═════ Given records ═════

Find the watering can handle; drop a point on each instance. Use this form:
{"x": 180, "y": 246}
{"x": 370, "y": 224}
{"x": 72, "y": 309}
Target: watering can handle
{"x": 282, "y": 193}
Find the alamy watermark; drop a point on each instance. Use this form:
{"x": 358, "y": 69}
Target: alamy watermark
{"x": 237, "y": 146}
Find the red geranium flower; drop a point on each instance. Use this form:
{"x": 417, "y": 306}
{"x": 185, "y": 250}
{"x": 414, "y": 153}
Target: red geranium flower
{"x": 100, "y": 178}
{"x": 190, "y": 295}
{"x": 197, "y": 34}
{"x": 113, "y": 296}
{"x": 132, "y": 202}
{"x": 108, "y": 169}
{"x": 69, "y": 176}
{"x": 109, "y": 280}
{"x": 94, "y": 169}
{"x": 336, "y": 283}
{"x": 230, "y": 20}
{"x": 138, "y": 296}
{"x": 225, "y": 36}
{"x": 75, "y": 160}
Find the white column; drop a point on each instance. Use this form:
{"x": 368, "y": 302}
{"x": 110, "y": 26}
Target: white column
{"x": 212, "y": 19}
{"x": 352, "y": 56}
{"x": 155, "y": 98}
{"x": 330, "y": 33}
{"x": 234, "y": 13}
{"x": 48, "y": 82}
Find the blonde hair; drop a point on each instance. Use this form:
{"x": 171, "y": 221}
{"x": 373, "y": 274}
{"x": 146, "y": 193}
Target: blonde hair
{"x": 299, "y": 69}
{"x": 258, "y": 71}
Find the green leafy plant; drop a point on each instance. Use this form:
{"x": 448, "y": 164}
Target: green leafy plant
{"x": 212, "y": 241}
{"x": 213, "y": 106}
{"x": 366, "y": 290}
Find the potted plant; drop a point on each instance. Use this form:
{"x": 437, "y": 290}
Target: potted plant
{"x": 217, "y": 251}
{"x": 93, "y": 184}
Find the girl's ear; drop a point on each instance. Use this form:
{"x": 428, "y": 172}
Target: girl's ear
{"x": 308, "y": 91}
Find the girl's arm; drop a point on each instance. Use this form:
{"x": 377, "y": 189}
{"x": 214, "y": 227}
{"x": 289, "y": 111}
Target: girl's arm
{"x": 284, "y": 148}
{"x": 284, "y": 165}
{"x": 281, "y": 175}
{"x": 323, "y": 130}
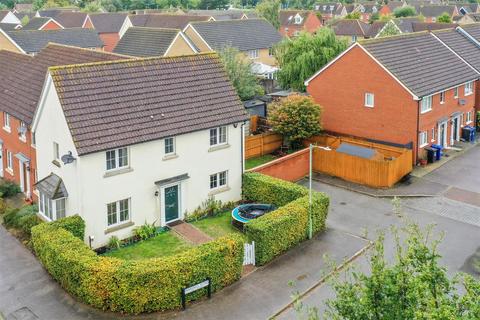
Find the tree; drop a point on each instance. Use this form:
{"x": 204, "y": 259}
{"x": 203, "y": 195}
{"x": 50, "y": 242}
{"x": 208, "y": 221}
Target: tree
{"x": 353, "y": 16}
{"x": 304, "y": 55}
{"x": 413, "y": 287}
{"x": 295, "y": 117}
{"x": 270, "y": 11}
{"x": 444, "y": 18}
{"x": 239, "y": 72}
{"x": 406, "y": 11}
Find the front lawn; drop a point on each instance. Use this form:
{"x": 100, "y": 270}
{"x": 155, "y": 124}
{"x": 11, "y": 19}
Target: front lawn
{"x": 257, "y": 161}
{"x": 162, "y": 245}
{"x": 217, "y": 226}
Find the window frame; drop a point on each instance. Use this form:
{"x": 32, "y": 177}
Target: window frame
{"x": 116, "y": 159}
{"x": 366, "y": 104}
{"x": 118, "y": 212}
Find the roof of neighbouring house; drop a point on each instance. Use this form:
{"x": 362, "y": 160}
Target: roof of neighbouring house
{"x": 248, "y": 34}
{"x": 115, "y": 104}
{"x": 146, "y": 42}
{"x": 108, "y": 22}
{"x": 36, "y": 23}
{"x": 20, "y": 92}
{"x": 32, "y": 41}
{"x": 165, "y": 20}
{"x": 353, "y": 27}
{"x": 421, "y": 62}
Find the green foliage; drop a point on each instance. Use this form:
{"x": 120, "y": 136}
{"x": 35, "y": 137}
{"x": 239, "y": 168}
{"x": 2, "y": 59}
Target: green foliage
{"x": 414, "y": 286}
{"x": 444, "y": 18}
{"x": 239, "y": 71}
{"x": 353, "y": 16}
{"x": 270, "y": 11}
{"x": 9, "y": 189}
{"x": 296, "y": 118}
{"x": 304, "y": 55}
{"x": 406, "y": 11}
{"x": 134, "y": 286}
{"x": 145, "y": 231}
{"x": 73, "y": 224}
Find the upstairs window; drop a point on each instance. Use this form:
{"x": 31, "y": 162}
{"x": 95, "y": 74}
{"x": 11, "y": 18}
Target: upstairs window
{"x": 468, "y": 88}
{"x": 218, "y": 136}
{"x": 117, "y": 159}
{"x": 369, "y": 100}
{"x": 426, "y": 104}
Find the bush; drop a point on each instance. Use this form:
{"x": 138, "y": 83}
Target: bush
{"x": 265, "y": 189}
{"x": 74, "y": 224}
{"x": 8, "y": 189}
{"x": 134, "y": 286}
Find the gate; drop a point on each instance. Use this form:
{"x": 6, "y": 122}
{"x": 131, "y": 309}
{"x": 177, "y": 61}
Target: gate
{"x": 249, "y": 253}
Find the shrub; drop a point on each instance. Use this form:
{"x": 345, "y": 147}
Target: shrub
{"x": 9, "y": 188}
{"x": 74, "y": 224}
{"x": 134, "y": 286}
{"x": 286, "y": 227}
{"x": 265, "y": 189}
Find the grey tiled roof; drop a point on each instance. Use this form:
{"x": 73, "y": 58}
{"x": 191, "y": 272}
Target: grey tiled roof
{"x": 421, "y": 62}
{"x": 109, "y": 105}
{"x": 248, "y": 34}
{"x": 20, "y": 91}
{"x": 32, "y": 41}
{"x": 52, "y": 186}
{"x": 108, "y": 22}
{"x": 463, "y": 46}
{"x": 146, "y": 42}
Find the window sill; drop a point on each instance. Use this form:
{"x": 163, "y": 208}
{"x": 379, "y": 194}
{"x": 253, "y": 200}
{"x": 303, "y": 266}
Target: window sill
{"x": 219, "y": 190}
{"x": 218, "y": 147}
{"x": 119, "y": 227}
{"x": 170, "y": 157}
{"x": 117, "y": 172}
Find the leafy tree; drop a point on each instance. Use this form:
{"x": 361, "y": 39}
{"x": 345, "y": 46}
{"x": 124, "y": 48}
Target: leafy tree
{"x": 239, "y": 72}
{"x": 304, "y": 55}
{"x": 295, "y": 117}
{"x": 413, "y": 287}
{"x": 444, "y": 18}
{"x": 353, "y": 16}
{"x": 406, "y": 11}
{"x": 270, "y": 11}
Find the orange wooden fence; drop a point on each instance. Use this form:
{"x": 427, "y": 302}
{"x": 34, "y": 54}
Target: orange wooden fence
{"x": 261, "y": 144}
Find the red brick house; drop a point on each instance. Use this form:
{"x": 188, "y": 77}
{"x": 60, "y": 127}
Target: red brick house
{"x": 18, "y": 102}
{"x": 292, "y": 22}
{"x": 408, "y": 90}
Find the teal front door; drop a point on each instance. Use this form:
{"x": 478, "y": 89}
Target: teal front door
{"x": 171, "y": 203}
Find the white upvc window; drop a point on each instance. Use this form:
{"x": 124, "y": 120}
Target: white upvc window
{"x": 6, "y": 121}
{"x": 426, "y": 104}
{"x": 118, "y": 212}
{"x": 218, "y": 136}
{"x": 369, "y": 100}
{"x": 422, "y": 139}
{"x": 218, "y": 180}
{"x": 442, "y": 97}
{"x": 10, "y": 160}
{"x": 468, "y": 90}
{"x": 52, "y": 209}
{"x": 253, "y": 54}
{"x": 116, "y": 159}
{"x": 169, "y": 145}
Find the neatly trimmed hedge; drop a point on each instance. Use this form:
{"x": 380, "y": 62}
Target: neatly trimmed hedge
{"x": 265, "y": 189}
{"x": 278, "y": 231}
{"x": 135, "y": 286}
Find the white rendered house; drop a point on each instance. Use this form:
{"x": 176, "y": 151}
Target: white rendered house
{"x": 134, "y": 141}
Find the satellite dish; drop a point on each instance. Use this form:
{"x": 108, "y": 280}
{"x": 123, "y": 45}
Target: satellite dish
{"x": 68, "y": 158}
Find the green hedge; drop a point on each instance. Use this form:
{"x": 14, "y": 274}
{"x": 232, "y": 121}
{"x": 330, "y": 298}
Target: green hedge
{"x": 134, "y": 286}
{"x": 280, "y": 230}
{"x": 265, "y": 189}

═════

_Assignment_:
Nothing before the line containing "Target: satellite dish" should be repeated; repeat that line and all later lines through the end of the data above, exactly.

_Result below_:
Target: satellite dish
{"x": 68, "y": 158}
Find the green hedge; drop a point on each instance. Use this form:
{"x": 14, "y": 274}
{"x": 232, "y": 121}
{"x": 330, "y": 298}
Target: green hedge
{"x": 134, "y": 286}
{"x": 280, "y": 230}
{"x": 265, "y": 189}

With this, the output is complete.